**Objectives:**
A – In the account of surviving an abusive marriage, list the three ways the narrator describes her husband.
B – Pick up the account of surviving an abusive marriage at the point where it ends and write what comes next.

**Text to read:**
----

Like so many other abused women who couldn’t see any light of hope, I cried out to God to help me and He did before I killed my husband and myself, as I had dreamt of doing many times before. However, I had to make a hard choice between escaping the abuse and staying with my children. You see; my husband was a good father and provider, but he was a bad husband. Therefore, I left my children with my husband and ran for my life. However the pain of leaving my kids behind soon landed me in a mental institution for depression. I was a mother with no one to mother. It was my mental health episode that united me with my children and softened my husband’s heart. It was then that God took me through the healing process and restored me to the woman He had created me to be.
Even after our divorce, I was able to forgive my husband. We put the past behind us and rebuilt our relationship to co-parent our children. Prior to my husband’s death we were the best of friends. My children are now grown and very self-sufficient. Each of them is a blessing to my life!
Because of what I have gone through, I now realize my self-worth and how valuable I am. The things that Satan meant to destroy me with were the very things that have made me who I am. Today, I am an ordained evangelist who shares the hope of Jesus with other women who are also victims of abuse or who just don’t know their self-worth. God is allowing me to use this book to help other women realize that with a relationship with God they can transform their lives and become an instrument of hope to others.
"Life Is A Bud Waiting To Blossom"

----

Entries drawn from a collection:
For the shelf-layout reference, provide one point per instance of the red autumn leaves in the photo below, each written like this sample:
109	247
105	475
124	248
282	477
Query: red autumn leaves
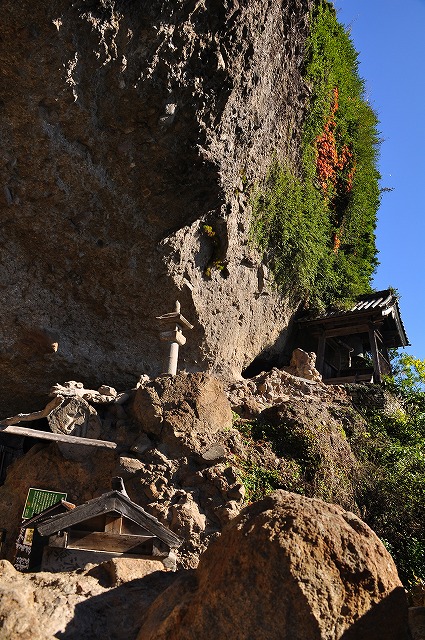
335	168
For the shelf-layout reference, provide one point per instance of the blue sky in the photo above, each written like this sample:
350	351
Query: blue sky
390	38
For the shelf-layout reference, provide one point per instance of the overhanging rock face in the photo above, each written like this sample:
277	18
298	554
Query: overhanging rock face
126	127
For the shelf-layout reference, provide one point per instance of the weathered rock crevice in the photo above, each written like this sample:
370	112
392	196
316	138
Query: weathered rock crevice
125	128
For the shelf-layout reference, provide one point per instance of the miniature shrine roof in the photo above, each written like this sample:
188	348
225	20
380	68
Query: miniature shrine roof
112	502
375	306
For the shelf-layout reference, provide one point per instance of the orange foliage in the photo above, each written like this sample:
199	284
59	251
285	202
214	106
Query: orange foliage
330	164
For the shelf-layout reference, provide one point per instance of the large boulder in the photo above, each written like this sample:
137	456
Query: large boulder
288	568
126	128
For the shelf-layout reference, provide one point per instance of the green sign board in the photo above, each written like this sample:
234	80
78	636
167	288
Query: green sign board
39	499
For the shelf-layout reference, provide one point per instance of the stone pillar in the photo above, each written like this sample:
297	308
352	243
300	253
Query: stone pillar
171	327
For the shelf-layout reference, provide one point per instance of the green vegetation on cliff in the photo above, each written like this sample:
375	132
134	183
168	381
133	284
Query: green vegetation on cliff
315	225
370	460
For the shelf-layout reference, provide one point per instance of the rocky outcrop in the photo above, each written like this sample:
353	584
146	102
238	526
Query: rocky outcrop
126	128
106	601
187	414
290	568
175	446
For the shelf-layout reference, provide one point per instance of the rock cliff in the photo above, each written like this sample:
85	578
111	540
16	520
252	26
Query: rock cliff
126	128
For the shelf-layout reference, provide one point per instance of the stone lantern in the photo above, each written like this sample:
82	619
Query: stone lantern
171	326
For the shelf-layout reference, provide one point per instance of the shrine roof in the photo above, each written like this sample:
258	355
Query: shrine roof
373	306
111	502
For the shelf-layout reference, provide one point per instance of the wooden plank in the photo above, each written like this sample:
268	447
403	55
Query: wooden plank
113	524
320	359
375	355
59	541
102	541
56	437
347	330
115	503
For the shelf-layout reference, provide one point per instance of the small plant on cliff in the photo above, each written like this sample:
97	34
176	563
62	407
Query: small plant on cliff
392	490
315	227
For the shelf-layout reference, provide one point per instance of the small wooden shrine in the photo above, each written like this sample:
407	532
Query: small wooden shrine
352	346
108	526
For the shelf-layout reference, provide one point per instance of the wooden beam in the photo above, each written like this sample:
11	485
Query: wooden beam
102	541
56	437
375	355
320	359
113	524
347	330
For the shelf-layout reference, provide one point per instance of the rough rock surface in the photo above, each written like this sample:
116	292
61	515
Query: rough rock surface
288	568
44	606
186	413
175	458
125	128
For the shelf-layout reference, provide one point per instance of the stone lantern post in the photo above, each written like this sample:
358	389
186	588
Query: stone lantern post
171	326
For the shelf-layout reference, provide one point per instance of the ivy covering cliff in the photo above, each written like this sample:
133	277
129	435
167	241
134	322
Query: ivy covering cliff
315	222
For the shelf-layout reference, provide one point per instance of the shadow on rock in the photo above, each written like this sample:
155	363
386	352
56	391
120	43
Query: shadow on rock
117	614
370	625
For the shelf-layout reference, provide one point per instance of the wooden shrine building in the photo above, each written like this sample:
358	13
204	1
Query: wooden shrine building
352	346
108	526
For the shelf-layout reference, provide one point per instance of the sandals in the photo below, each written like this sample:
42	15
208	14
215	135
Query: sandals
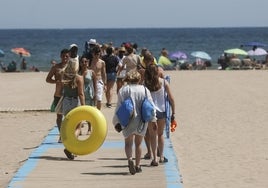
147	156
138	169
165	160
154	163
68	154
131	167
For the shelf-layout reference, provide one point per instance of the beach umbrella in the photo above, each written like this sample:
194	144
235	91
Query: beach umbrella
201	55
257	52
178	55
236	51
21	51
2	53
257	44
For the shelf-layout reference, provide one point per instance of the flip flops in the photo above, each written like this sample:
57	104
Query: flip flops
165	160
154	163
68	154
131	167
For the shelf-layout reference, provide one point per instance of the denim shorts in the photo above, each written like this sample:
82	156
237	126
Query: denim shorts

----

**Answers:**
A – A good father, a provider, and a bad husband.

B –
Like a bud on a bare tree waiting anxiously for the awakening of spring.
Counting the time it will be with each day closer to spring.
Anticipating it’s true self and what life will be. Time is here, for it is spring.
It blooms into a flower. Beautiful to See, Beautiful to Be!
- Cheryle T. Ricks-
Have you ever asked yourself, why you don’t get along with other women or why you are always getting hurt and feeling so badly about yourself? Have you ever tried to figure out why being a woman is so hard and it doesn’t matter what you do; you keep coming back to the same place with the same pain? Have you ever wondered why some women seem to have it all together when your life seems to be getting more and more miserable? Well, you are not alone. The book you are holding will answer these questions and a whole lot more. It will help you find yourself
and teach you how to love the you that you find. It will help you process all of those things that brought you so much pain by identifying what the womanhood process is and how to complete it. It will allow you to see that the very thing we need as women is the very thing we avoid, each other.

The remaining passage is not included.